- _TASK PROMPT_: Which lines of the entries contain the word "mountain"? Please list them.

BEGIN

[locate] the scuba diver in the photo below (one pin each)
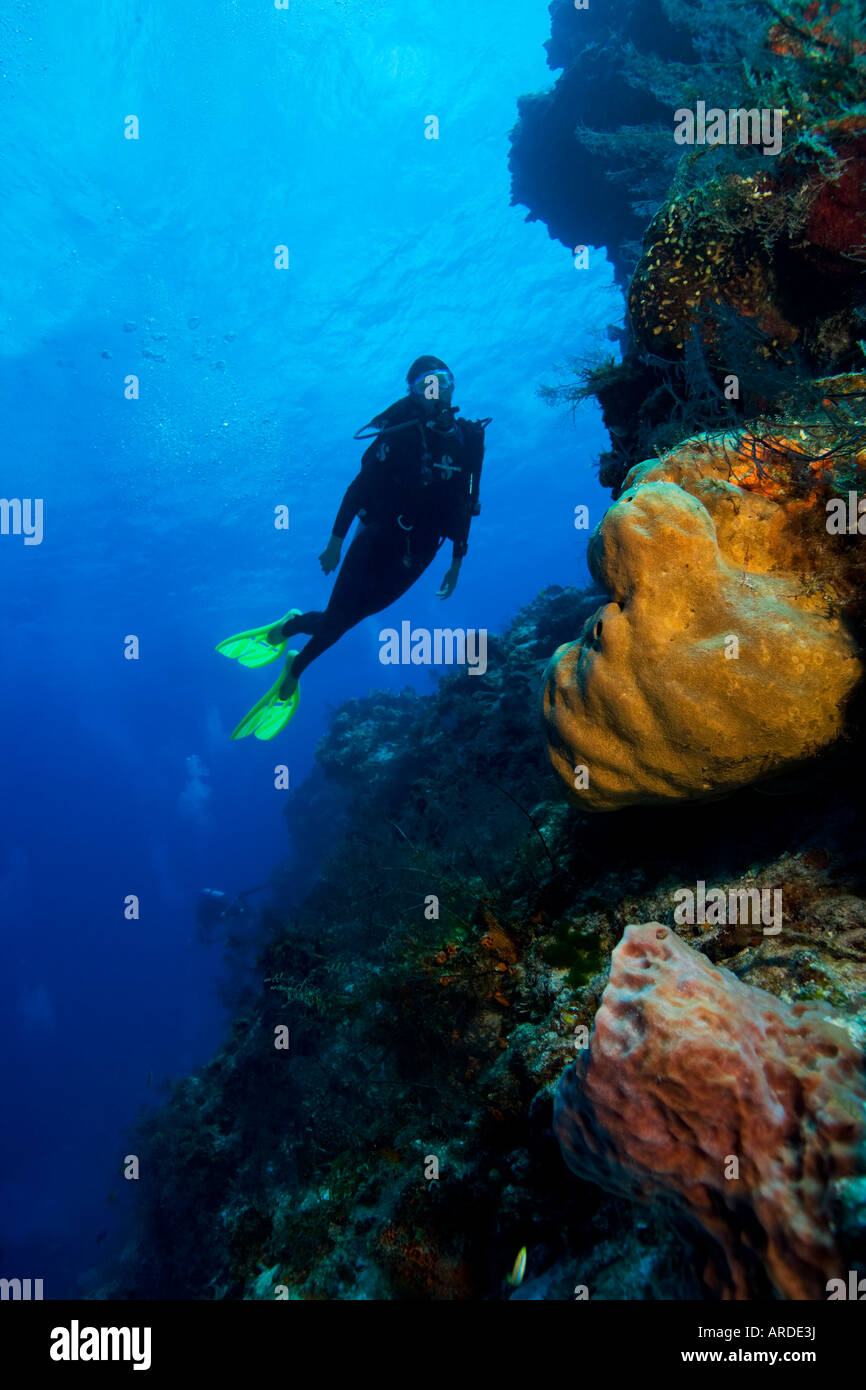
(417, 487)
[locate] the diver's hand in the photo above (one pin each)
(330, 556)
(449, 583)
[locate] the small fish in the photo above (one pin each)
(515, 1279)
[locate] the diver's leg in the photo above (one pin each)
(370, 578)
(305, 623)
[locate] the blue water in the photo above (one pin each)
(154, 257)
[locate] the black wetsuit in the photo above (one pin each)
(417, 487)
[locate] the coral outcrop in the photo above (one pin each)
(724, 653)
(734, 1111)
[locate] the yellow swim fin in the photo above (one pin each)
(274, 710)
(252, 648)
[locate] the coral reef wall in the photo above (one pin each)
(738, 1111)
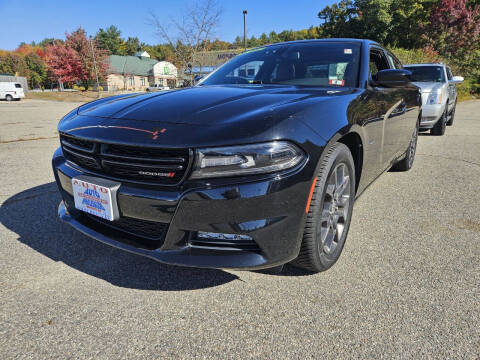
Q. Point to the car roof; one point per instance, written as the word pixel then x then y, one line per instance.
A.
pixel 425 64
pixel 364 41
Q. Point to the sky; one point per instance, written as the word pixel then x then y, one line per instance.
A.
pixel 30 20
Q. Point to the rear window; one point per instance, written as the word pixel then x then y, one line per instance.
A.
pixel 427 73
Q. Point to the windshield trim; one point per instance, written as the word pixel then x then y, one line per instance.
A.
pixel 355 79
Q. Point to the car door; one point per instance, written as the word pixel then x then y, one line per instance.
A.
pixel 393 107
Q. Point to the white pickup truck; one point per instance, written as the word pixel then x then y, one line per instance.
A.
pixel 157 87
pixel 11 91
pixel 439 95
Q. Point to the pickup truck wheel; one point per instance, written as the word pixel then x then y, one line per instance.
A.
pixel 439 128
pixel 330 211
pixel 406 163
pixel 452 115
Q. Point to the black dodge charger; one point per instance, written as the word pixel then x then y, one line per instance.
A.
pixel 257 165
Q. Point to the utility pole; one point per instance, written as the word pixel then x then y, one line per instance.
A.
pixel 245 29
pixel 95 66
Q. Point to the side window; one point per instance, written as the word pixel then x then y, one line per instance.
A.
pixel 378 62
pixel 449 74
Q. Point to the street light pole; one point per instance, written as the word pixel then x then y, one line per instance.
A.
pixel 95 66
pixel 245 29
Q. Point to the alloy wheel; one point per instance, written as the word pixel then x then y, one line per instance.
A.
pixel 335 208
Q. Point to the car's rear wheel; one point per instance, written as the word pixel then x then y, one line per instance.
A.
pixel 439 128
pixel 330 211
pixel 406 163
pixel 452 115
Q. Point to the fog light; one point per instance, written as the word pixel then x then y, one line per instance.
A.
pixel 221 236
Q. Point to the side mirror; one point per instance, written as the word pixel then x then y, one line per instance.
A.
pixel 456 80
pixel 393 78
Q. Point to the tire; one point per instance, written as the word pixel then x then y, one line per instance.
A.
pixel 331 206
pixel 452 115
pixel 406 163
pixel 439 128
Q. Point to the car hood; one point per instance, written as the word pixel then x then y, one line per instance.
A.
pixel 428 87
pixel 204 105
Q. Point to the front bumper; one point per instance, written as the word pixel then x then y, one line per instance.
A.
pixel 270 210
pixel 430 115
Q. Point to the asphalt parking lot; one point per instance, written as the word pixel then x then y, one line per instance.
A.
pixel 406 286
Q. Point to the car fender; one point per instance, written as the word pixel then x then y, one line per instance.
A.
pixel 349 129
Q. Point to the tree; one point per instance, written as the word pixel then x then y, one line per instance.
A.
pixel 131 46
pixel 13 64
pixel 37 70
pixel 109 39
pixel 194 31
pixel 64 63
pixel 78 41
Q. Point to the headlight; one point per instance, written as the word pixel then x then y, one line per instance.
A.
pixel 246 159
pixel 434 98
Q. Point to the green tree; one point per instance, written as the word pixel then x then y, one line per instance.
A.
pixel 110 39
pixel 130 47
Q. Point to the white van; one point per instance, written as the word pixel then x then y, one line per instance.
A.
pixel 10 91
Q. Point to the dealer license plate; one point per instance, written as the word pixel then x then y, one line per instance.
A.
pixel 94 198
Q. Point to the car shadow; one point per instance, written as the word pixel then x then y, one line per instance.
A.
pixel 32 214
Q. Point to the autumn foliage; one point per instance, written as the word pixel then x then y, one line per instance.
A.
pixel 72 61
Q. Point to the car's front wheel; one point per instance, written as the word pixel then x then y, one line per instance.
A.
pixel 329 211
pixel 439 128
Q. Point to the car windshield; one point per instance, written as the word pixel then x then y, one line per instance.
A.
pixel 303 64
pixel 427 73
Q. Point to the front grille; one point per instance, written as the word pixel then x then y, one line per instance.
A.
pixel 150 230
pixel 127 162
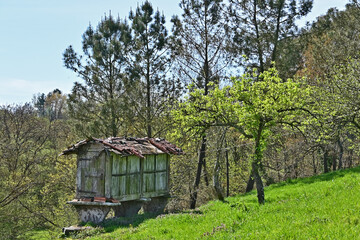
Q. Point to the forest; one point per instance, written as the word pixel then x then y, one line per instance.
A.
pixel 251 97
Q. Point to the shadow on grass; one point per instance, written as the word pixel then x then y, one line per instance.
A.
pixel 115 223
pixel 319 178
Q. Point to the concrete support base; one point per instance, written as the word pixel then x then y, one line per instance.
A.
pixel 95 214
pixel 128 209
pixel 156 205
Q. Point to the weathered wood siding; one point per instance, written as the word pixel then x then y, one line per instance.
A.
pixel 102 173
pixel 125 181
pixel 155 175
pixel 91 171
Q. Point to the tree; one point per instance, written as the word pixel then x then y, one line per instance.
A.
pixel 28 163
pixel 149 64
pixel 200 41
pixel 97 104
pixel 251 107
pixel 51 105
pixel 262 28
pixel 333 46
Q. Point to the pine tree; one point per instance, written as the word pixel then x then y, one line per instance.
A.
pixel 97 103
pixel 200 41
pixel 149 63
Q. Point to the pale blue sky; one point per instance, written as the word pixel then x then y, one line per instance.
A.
pixel 35 33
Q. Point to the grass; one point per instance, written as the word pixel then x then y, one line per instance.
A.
pixel 319 207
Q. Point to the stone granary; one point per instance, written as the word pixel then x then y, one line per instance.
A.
pixel 121 173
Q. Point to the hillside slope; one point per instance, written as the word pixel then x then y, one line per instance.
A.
pixel 320 207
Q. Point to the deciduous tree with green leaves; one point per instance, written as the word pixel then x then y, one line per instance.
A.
pixel 251 107
pixel 262 30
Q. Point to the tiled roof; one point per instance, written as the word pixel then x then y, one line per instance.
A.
pixel 130 146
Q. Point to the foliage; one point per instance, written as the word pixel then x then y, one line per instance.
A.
pixel 96 104
pixel 262 30
pixel 251 107
pixel 309 208
pixel 152 92
pixel 32 183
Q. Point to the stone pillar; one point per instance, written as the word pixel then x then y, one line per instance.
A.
pixel 128 209
pixel 156 205
pixel 94 214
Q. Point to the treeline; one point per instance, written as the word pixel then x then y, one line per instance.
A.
pixel 250 96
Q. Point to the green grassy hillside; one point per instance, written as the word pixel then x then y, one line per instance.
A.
pixel 320 207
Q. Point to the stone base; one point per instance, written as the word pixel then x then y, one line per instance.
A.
pixel 94 214
pixel 74 229
pixel 156 205
pixel 128 209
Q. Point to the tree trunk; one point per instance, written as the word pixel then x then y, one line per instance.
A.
pixel 259 184
pixel 333 157
pixel 216 178
pixel 341 152
pixel 325 158
pixel 256 164
pixel 251 182
pixel 227 170
pixel 206 175
pixel 193 195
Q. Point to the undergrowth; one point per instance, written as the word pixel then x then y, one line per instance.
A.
pixel 320 207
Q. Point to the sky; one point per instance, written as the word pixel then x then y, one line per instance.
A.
pixel 35 33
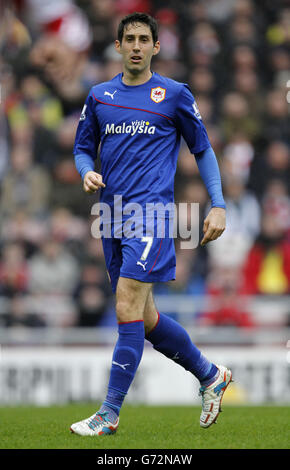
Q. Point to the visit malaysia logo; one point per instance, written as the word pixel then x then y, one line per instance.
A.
pixel 136 127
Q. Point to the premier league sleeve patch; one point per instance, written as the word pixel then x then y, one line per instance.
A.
pixel 157 94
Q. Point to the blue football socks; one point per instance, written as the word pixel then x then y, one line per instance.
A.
pixel 172 340
pixel 126 358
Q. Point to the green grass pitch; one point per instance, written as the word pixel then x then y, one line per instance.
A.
pixel 147 427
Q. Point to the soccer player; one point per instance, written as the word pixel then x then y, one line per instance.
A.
pixel 138 118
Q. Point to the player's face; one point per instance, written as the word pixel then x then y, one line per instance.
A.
pixel 137 48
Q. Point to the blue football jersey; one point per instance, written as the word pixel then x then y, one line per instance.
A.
pixel 139 129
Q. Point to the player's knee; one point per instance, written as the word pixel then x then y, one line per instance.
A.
pixel 126 311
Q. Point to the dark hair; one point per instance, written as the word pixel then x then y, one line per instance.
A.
pixel 138 18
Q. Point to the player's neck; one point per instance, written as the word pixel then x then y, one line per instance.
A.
pixel 132 79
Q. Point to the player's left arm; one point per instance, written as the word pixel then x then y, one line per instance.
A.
pixel 215 222
pixel 189 122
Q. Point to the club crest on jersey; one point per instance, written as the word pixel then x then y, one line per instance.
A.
pixel 157 94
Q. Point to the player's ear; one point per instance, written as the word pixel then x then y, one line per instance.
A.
pixel 156 48
pixel 118 46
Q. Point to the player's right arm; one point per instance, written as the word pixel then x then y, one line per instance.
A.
pixel 86 147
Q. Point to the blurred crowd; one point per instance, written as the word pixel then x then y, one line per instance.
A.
pixel 234 54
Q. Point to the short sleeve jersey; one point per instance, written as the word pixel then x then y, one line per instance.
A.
pixel 139 130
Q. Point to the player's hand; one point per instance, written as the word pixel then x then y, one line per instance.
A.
pixel 92 182
pixel 214 225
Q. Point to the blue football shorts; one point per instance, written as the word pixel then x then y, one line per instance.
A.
pixel 146 259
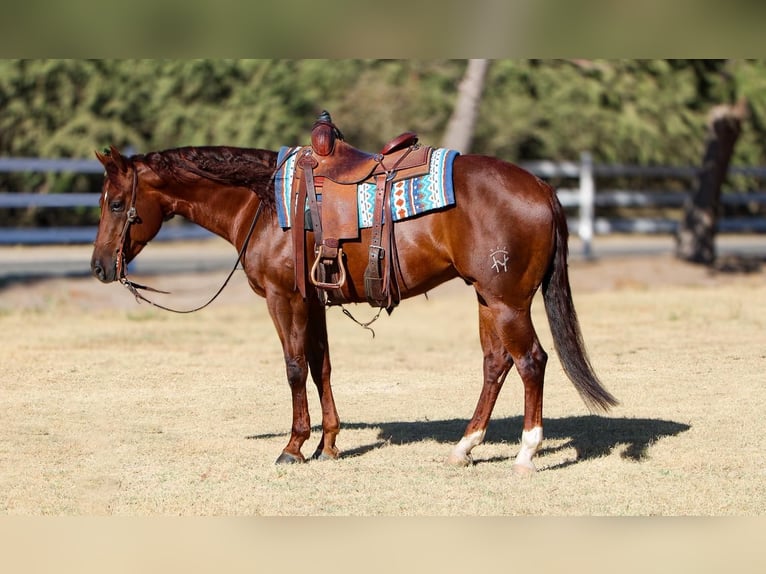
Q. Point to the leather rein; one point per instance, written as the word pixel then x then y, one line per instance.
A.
pixel 135 288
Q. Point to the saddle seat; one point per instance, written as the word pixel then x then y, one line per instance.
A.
pixel 345 164
pixel 333 168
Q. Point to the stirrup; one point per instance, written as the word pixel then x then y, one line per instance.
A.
pixel 315 267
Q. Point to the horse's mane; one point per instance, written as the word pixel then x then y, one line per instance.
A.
pixel 245 167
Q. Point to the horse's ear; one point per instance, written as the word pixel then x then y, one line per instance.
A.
pixel 119 160
pixel 112 160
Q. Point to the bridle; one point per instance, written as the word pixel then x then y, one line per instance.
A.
pixel 135 288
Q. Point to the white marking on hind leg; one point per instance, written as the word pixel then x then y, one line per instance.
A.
pixel 530 443
pixel 461 454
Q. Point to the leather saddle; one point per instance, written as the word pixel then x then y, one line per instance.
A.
pixel 325 200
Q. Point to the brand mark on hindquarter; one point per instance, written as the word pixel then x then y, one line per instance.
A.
pixel 499 256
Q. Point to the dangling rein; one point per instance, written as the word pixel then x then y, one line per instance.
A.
pixel 135 288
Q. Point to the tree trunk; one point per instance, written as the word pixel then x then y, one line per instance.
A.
pixel 463 121
pixel 695 239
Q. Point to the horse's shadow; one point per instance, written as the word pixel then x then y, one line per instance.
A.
pixel 590 436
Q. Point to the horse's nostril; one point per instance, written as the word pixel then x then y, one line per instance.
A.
pixel 98 271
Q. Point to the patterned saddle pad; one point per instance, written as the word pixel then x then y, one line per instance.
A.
pixel 409 197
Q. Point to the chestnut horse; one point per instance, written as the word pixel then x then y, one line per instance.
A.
pixel 506 236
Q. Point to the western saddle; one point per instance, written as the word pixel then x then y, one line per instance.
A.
pixel 325 201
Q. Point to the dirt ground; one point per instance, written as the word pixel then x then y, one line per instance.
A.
pixel 113 407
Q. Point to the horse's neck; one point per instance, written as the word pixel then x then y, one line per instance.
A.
pixel 217 208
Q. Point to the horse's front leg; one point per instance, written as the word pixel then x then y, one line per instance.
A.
pixel 290 317
pixel 318 353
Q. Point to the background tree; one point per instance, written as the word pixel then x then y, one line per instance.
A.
pixel 463 120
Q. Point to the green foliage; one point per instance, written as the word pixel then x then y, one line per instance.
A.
pixel 622 111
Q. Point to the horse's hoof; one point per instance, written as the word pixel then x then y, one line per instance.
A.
pixel 322 455
pixel 524 471
pixel 287 458
pixel 459 459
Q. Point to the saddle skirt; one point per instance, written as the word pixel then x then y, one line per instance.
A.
pixel 409 197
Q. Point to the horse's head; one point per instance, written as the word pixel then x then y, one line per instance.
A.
pixel 131 214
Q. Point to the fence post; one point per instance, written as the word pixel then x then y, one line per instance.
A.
pixel 587 200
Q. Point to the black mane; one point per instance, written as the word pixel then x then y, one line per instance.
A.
pixel 244 167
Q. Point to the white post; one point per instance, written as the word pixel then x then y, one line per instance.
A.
pixel 587 201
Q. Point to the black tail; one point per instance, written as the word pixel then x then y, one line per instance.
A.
pixel 567 337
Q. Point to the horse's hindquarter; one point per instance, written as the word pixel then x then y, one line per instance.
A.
pixel 500 231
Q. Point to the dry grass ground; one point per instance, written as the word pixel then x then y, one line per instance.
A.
pixel 110 407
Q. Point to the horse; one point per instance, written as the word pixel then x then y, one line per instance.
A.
pixel 506 236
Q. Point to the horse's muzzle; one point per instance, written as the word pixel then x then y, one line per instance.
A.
pixel 105 274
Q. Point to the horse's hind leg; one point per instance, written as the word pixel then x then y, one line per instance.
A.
pixel 508 337
pixel 518 335
pixel 497 363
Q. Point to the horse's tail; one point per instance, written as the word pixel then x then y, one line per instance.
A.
pixel 565 327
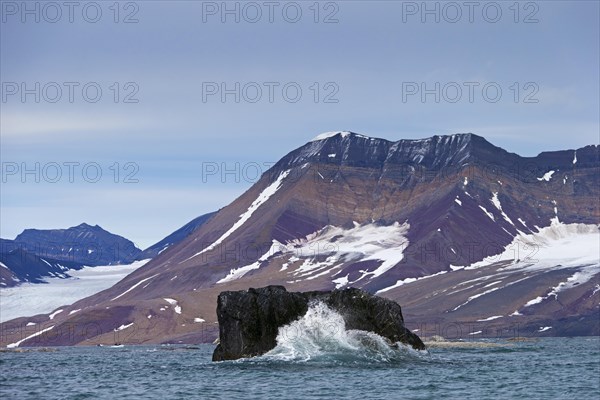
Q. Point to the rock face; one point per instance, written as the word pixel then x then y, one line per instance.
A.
pixel 249 320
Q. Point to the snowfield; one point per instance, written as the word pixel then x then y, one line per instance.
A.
pixel 30 299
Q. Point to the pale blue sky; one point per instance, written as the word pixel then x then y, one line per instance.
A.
pixel 368 55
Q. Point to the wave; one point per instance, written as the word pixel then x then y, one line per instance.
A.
pixel 321 335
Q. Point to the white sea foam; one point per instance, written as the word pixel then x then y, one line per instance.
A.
pixel 321 335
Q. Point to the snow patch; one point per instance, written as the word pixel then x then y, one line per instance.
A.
pixel 340 282
pixel 123 327
pixel 547 176
pixel 260 200
pixel 173 302
pixel 17 344
pixel 489 318
pixel 237 273
pixel 489 214
pixel 331 247
pixel 497 204
pixel 327 135
pixel 556 246
pixel 134 286
pixel 408 280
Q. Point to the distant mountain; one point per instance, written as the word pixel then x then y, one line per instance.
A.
pixel 175 237
pixel 460 232
pixel 37 254
pixel 82 244
pixel 19 266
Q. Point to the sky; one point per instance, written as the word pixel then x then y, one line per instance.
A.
pixel 140 116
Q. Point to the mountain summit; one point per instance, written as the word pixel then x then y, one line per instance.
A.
pixel 454 228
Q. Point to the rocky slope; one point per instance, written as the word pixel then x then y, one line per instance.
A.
pixel 455 229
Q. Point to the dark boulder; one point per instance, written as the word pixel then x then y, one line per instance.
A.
pixel 249 320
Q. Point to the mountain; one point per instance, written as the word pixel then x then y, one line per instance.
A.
pixel 175 237
pixel 84 244
pixel 472 240
pixel 20 266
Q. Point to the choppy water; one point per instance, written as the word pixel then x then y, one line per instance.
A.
pixel 547 368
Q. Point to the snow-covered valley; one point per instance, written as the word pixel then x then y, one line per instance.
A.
pixel 30 299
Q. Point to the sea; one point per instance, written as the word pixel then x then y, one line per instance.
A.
pixel 541 368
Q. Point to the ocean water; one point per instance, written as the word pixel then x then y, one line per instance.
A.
pixel 548 368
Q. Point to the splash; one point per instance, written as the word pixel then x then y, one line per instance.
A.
pixel 321 335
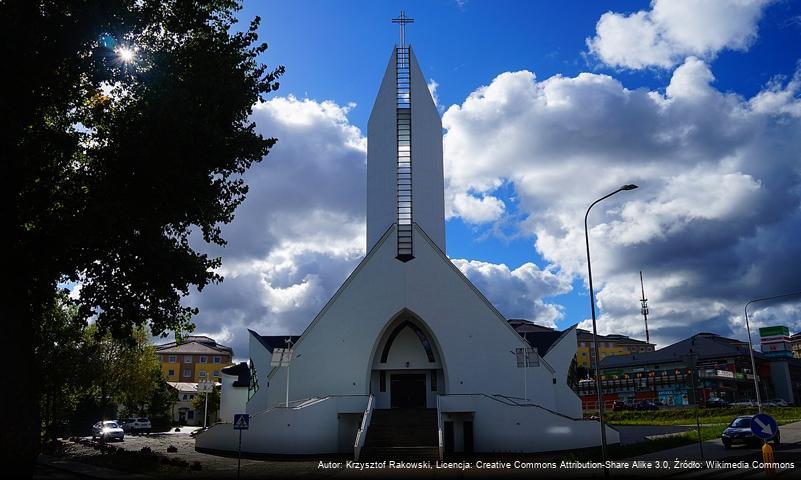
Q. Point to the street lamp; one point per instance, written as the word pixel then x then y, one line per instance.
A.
pixel 595 330
pixel 751 344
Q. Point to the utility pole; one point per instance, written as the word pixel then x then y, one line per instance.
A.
pixel 644 309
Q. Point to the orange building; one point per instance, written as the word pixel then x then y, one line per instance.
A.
pixel 193 359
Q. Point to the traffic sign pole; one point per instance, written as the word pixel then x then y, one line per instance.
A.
pixel 241 422
pixel 239 455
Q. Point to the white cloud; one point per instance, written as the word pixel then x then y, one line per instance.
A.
pixel 674 29
pixel 301 229
pixel 518 293
pixel 476 209
pixel 714 222
pixel 432 88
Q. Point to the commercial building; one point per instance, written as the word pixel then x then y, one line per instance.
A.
pixel 722 368
pixel 795 345
pixel 608 345
pixel 193 359
pixel 183 410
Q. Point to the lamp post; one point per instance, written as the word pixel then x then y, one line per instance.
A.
pixel 596 357
pixel 751 344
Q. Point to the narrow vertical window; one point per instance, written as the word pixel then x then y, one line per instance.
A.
pixel 404 153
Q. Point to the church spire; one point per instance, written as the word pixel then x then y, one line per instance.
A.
pixel 402 20
pixel 404 134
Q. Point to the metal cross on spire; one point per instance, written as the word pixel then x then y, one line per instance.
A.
pixel 403 20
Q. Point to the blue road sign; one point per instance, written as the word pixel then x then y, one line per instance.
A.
pixel 764 426
pixel 241 421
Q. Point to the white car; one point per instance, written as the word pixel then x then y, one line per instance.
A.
pixel 136 425
pixel 107 430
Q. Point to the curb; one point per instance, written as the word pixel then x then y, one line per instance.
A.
pixel 87 470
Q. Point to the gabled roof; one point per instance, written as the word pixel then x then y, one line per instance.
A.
pixel 705 345
pixel 271 342
pixel 188 348
pixel 242 371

END

- _YOUR RESPONSE_:
Q. Point to the distant mountain; one point per instance, written as the word pixel then x then y, one line per instance.
Q. Point to the mountain summit; one point per instance, written as the word pixel then x then y, one line per instance.
Q. Point to the mountain; one point per instance, written as the word pixel then x then y, one line per instance.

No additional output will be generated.